■ Exercise
Write out the passage from the sermon excerpt on God's sovereignty, starting at "I got a little" and ending at "sovereign, absolutely sovereign.".

God has decreed whatsoever comes to pass. And in his providence, he fulfills that decree. Reformation Covenant Church’s statement number two of our confessional statement says, “We believe that God has declared himself to be and is absolute sovereign over all his creation. We believe that he has decreed whatsoever comes to pass and that he in his providence upholds and sustains all things and effects his decree.” That’s our confessional statement. That’s what we believe.

I got a little book at home, “What’s a Reformed Church?” Well, one of the first things it talks about is the sovereignty of God. A reformed church is a church that believes in the sovereignty of God as we’re talking about it this morning. God forbid that the children of this church end up in churches that do not affirm the sovereignty of God. That would be a disaster from my perspective. That’s what we don’t want. It is fundamental to the Christian faith. Our view of who God is fundamental to our Christian life. And the scriptures over and over again declare that God is sovereign, absolutely sovereign.

We built we kind of paraphrase the Westminster Confession of Faith in our confessional statement. Let me read from it. These are this is the historic document produced in the 17th century to define what the Christian faith is all about, what reformed theology is. Chapter 3 is on God’s eternal decree. We read this:

“God from all eternity did by the most wise and holy counsel of his own will freely and unchangeably ordain whatsoever comes to pass. Yet so as thereby, neither is God the author of sin, nor is violence offered to the will of the creatures, nor is the liberty or contingency of second causes taken away, but rather established.”

This is a deep truth. But if you meditate on this, how else could man have choice apart from the ordination of God? If we were just sort of created in the context of an environment, we’d be controlled by that thing unless the Lord God established our choice. So he actually establishes the will of mankind by his ordination.

Paragraph two of this says, “Although God knows whatsoever may or can come to pass upon all supposed conditions, so he has omniscience, he knows yet has he not decreed anything because he foresaw it as future? or as that which would come to pass upon such conditions. God’s decree is not contingent upon what men will end up doing. No conditions.

“You see, three: ‘By the decree of God for the manifestation of his glory. So they’re saying if you don’t believe this, if you teach contrary to it, if your life lives like you live your lives contrary to it, you’re diminishing the glory of God. For the manifestation of his glory. Some men and angels are predestined unto everlasting life and others for ordained to everlasting death.’ This is the orthodox faith once delivered. This is the faith of the early ecumenical councils of the church in the first five centuries of the church. This is the faith declared by the Westminster divines. This is the faith that is declared by the Canons of Dort, which we’ll be discussing for a while.

■ Information provided
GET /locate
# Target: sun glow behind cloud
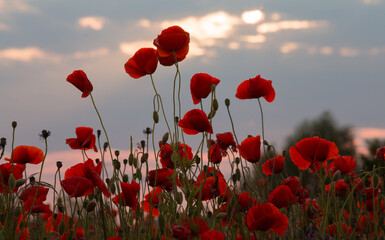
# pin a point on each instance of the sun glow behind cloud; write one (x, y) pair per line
(95, 23)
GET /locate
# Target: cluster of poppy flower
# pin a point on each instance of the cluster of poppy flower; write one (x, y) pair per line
(183, 174)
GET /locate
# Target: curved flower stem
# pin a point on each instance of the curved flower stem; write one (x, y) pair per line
(161, 104)
(101, 122)
(263, 129)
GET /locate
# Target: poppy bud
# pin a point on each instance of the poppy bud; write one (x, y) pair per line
(59, 164)
(327, 180)
(155, 116)
(20, 182)
(144, 158)
(91, 206)
(375, 180)
(125, 178)
(12, 181)
(62, 227)
(45, 134)
(337, 175)
(162, 223)
(227, 102)
(165, 138)
(105, 146)
(215, 104)
(3, 142)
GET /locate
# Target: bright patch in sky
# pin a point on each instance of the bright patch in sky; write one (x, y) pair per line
(95, 23)
(271, 27)
(22, 54)
(252, 17)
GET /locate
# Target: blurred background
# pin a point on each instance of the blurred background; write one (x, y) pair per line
(325, 58)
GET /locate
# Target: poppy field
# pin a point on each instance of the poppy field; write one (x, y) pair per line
(186, 196)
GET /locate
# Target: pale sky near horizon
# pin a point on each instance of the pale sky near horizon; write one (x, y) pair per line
(320, 55)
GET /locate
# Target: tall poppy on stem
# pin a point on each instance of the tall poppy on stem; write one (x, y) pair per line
(79, 79)
(173, 42)
(144, 62)
(255, 88)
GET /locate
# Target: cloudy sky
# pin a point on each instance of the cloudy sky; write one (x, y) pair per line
(320, 55)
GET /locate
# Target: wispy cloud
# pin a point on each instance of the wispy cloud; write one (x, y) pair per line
(26, 54)
(100, 52)
(7, 6)
(272, 27)
(95, 23)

■ Correct result
I got a little book at home, “What’s a Reformed Church?” Well, one of the first things it talks about is the sovereignty of God. A reformed church is a church that believes in the sovereignty of God as we’re talking about it this morning. God forbid that the children of this church end up in churches that do not affirm the sovereignty of God. That would be a disaster from my perspective. That’s what we don’t want. It is fundamental to the Christian faith. Our view of who God is fundamental to our Christian life. And the scriptures over and over again declare that God is sovereign, absolutely sovereign.